WHAT THIS TASK INVOLVES: Copy every one of the items below line for line, keeping each character unchanged.

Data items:

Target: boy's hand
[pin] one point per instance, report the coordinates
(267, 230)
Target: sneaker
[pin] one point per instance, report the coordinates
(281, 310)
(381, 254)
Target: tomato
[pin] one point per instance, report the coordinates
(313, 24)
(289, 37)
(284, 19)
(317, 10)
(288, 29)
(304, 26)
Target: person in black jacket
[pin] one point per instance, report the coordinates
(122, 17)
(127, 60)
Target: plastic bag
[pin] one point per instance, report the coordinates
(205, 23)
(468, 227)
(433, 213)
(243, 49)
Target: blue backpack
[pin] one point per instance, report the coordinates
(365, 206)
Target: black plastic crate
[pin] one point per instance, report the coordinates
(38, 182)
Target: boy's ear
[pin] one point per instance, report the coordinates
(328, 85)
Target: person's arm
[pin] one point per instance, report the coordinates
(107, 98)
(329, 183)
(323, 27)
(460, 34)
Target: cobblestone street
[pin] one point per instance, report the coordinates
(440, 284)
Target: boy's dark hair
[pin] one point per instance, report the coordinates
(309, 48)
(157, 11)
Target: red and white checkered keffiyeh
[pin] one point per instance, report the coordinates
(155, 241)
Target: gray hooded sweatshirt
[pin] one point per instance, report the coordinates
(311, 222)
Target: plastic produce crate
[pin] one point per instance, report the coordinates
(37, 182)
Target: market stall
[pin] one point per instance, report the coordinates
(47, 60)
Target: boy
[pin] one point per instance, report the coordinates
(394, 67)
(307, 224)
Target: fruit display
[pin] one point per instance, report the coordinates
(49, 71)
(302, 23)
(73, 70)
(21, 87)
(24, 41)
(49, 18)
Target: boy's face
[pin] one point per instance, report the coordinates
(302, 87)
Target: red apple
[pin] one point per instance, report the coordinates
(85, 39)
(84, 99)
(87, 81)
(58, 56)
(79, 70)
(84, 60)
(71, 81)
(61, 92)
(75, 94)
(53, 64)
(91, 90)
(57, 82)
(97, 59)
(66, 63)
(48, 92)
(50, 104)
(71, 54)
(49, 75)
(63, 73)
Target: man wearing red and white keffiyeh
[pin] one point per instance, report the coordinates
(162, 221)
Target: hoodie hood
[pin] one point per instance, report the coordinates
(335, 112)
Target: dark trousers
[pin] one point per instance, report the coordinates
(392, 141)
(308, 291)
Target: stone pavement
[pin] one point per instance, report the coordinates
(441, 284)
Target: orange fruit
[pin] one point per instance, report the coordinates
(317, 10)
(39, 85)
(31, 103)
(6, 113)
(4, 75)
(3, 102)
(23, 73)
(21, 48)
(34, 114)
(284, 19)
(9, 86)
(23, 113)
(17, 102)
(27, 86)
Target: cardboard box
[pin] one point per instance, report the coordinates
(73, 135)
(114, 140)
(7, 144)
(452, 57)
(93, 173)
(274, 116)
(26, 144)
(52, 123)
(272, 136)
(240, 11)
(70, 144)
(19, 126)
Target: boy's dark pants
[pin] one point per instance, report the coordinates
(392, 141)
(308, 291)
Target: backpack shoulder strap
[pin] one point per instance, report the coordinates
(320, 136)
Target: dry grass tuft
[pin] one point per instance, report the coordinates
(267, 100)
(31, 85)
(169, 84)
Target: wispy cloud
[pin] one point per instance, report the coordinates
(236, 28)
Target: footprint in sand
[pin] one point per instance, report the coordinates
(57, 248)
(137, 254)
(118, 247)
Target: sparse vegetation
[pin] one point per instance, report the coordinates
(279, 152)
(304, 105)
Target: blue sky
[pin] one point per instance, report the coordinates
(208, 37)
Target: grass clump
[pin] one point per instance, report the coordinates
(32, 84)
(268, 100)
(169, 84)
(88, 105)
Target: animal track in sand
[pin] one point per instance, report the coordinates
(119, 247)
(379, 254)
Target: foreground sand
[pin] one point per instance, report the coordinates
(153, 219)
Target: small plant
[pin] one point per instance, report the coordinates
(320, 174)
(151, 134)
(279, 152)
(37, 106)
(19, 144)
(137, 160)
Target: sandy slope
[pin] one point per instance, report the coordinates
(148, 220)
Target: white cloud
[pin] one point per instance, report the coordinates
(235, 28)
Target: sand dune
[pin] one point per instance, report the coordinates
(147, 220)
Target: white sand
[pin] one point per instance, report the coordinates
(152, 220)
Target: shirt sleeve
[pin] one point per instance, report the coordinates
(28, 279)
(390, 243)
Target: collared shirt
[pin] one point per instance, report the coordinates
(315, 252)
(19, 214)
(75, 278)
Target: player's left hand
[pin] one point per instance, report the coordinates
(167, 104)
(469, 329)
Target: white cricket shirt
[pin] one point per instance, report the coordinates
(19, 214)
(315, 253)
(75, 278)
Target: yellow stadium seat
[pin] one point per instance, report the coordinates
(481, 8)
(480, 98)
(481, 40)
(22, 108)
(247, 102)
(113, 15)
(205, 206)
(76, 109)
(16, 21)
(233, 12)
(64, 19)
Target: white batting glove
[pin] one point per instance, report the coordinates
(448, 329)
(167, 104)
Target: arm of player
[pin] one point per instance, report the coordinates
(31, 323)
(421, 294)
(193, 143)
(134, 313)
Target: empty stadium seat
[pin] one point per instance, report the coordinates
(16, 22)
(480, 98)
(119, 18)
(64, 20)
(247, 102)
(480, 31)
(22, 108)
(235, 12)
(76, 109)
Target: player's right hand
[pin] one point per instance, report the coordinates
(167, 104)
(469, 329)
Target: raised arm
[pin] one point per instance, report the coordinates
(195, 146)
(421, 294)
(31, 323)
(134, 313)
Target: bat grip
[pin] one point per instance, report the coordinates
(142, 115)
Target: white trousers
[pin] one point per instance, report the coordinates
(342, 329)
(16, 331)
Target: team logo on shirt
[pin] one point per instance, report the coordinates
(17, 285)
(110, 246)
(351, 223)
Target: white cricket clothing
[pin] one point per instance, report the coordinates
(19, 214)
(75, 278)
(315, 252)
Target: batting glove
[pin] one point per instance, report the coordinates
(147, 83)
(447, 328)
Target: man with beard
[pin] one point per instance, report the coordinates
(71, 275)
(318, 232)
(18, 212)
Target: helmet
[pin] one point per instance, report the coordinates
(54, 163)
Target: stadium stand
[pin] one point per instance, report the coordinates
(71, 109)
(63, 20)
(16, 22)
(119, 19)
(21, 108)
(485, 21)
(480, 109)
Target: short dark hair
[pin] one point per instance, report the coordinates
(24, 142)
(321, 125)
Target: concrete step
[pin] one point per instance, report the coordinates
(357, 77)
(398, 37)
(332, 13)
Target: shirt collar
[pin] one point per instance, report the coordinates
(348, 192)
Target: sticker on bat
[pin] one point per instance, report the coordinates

FINAL RESULT:
Target: boy's hand
[pin] one point per instance, report the coordinates
(267, 230)
Target: sneaker
[pin] one point per instance, report the coordinates
(281, 310)
(381, 254)
Target: tomato
[pin] one point per instance, report the coordinates
(313, 24)
(289, 37)
(284, 19)
(317, 10)
(288, 29)
(304, 26)
Target: person in black jacket
[pin] one point per instance, report the coordinates
(122, 17)
(127, 60)
Target: plastic bag
[pin] one point per instance, report the coordinates
(205, 23)
(468, 227)
(433, 213)
(243, 49)
Target: blue backpack
[pin] one point per instance, report the coordinates
(365, 206)
Target: black plastic crate
[pin] one point per instance, report the coordinates
(38, 182)
Target: boy's ear
[pin] one point per instance, report the coordinates
(328, 85)
Target: person's arm
[pin] one point per instance, report the coordinates
(107, 98)
(329, 183)
(323, 27)
(460, 34)
Target: cobblestone street
[pin] one point per instance, report the coordinates
(440, 284)
Target: boy's dark hair
[pin] one point per instance, report the coordinates
(309, 48)
(157, 11)
Target: red and white checkered keffiyeh
[pin] one point per instance, report the coordinates
(155, 241)
Target: gray hooded sweatshirt
[pin] one point per instance, report the coordinates
(311, 222)
Target: plastic produce crate
[pin] one point per instance, report the coordinates
(37, 182)
Target: market stall
[pin] one point per instance, report the coordinates
(47, 60)
Target: boy
[pin] one point per instance, report the coordinates
(394, 67)
(307, 224)
Target: fruit display
[pin] one point per instance, report the coordinates
(49, 71)
(302, 23)
(73, 70)
(21, 87)
(24, 41)
(49, 18)
Target: boy's face
[pin] one point per instance, report the coordinates
(302, 87)
Target: red apple
[pin] one point per instance, report the coordinates
(85, 39)
(84, 99)
(87, 81)
(58, 56)
(79, 70)
(84, 60)
(71, 81)
(61, 92)
(75, 94)
(53, 64)
(91, 90)
(57, 82)
(97, 59)
(66, 63)
(48, 92)
(50, 104)
(71, 54)
(49, 75)
(63, 73)
Target: man wearing red and white keffiyeh
[pin] one point per instance, report the coordinates
(162, 221)
Target: hoodie hood
[pin] one point per instance, report the coordinates
(335, 112)
Target: dark trousers
[pin] one point per instance, report the coordinates
(392, 141)
(308, 291)
Target: stone pavement
[pin] one point per instance, report the coordinates
(441, 284)
Target: orange fruit
[pin] one point per instance, report the coordinates
(317, 10)
(39, 85)
(31, 103)
(6, 113)
(4, 75)
(3, 102)
(23, 73)
(21, 48)
(34, 114)
(284, 19)
(9, 86)
(23, 113)
(17, 102)
(27, 86)
Target: cardboard box
[pin] one point per instance, report the coordinates
(73, 135)
(114, 140)
(7, 144)
(452, 57)
(93, 173)
(274, 116)
(26, 144)
(52, 123)
(272, 136)
(240, 11)
(70, 144)
(19, 126)
Target: boy's dark pants
[pin] one point per instance, report the coordinates
(392, 141)
(308, 291)
Target: backpack shoulder strap
[pin] one point per instance, report the coordinates
(320, 136)
Target: dry grass tuft
[pin] one point per instance, report the coordinates
(267, 100)
(31, 85)
(169, 84)
Target: wispy cloud
[pin] one point per instance, report the coordinates
(236, 28)
Target: footprint in sand
[pin] one point per instance, report the coordinates
(57, 248)
(137, 254)
(118, 247)
Target: sparse vegetation
[pin] one point per instance, report the coordinates
(279, 152)
(304, 105)
Target: blue sky
[pin] one point per instance, report the coordinates
(208, 37)
Target: grass clump
[pin] one point per instance, report the coordinates
(32, 84)
(268, 100)
(169, 84)
(88, 105)
Target: animal track in sand
[pin] one point per instance, report the coordinates
(119, 247)
(379, 254)
Target: foreground sand
[pin] one point per instance, report the coordinates
(153, 219)
Target: small plant
[pin] one point per instance, report the coordinates
(320, 174)
(151, 134)
(279, 152)
(37, 106)
(19, 144)
(137, 160)
Target: sandy slope
[pin] one point per instance, report the coordinates
(148, 220)
Target: white cloud
[pin] one point per instance, report the coordinates
(235, 28)
Target: sand dune
[pin] one point per instance, report the coordinates
(147, 220)
Target: white sand
[pin] one point per instance, report the coordinates
(152, 220)
Target: shirt sleeve
[pin] one point per instance, report the coordinates
(28, 279)
(390, 243)
Target: collared shirt
[pin] one point per instance, report the coordinates
(315, 252)
(19, 214)
(75, 278)
Target: player's left hand
[pin] one point per instance, report the coordinates
(167, 104)
(469, 329)
Target: white cricket shirt
[pin] one point per instance, report the coordinates
(19, 214)
(315, 253)
(75, 278)
Target: yellow stadium seat
[pin] one point per instance, report the coordinates
(481, 8)
(480, 98)
(481, 40)
(22, 108)
(247, 102)
(113, 15)
(205, 206)
(76, 109)
(16, 21)
(233, 12)
(64, 19)
Target: white batting glove
[pin] one point per instance, report the coordinates
(448, 329)
(167, 104)
Target: arm of player
[pin] one point per instance, report the coordinates
(31, 323)
(421, 294)
(193, 143)
(134, 313)
Target: empty stadium seat
[pin] one point per instance, report the coordinates
(16, 22)
(480, 98)
(119, 18)
(64, 20)
(247, 102)
(480, 31)
(22, 108)
(235, 12)
(76, 109)
Target: player's right hand
[pin] one point per instance, report the coordinates
(167, 104)
(469, 329)
Target: raised arm
[pin] one point per instance, report the coordinates
(195, 146)
(421, 294)
(31, 323)
(134, 313)
Target: bat grip
[pin] one point per instance, report the coordinates
(142, 115)
Target: white trousers
[pin] one point per instance, report the coordinates
(342, 329)
(16, 331)
Target: team logo on shirt
[pin] one point per instance, report the coordinates
(17, 285)
(110, 246)
(351, 223)
Target: white cricket clothing
[pin] one point per instance, report the coordinates
(19, 214)
(75, 278)
(315, 252)
Target: batting glove
[pin] one point per instance, report the coordinates
(147, 83)
(447, 328)
Target: man with beard
[pin] one point per instance, report the coordinates
(71, 275)
(318, 232)
(18, 212)
Target: helmet
[pin] one point per instance, report the coordinates
(54, 163)
Target: stadium stand
[pin] one point per instance, report the coordinates
(71, 109)
(63, 20)
(16, 22)
(119, 19)
(21, 108)
(485, 21)
(480, 109)
Target: short dark hair
[pin] one point per instance, report the coordinates
(24, 142)
(321, 125)
Target: concrete step
[pin] one point per instance, report the coordinates
(357, 77)
(398, 37)
(332, 13)
Target: shirt collar
[pin] one point per instance, report the coordinates
(348, 192)
Target: sticker on bat
[pin] one point per instance, report the coordinates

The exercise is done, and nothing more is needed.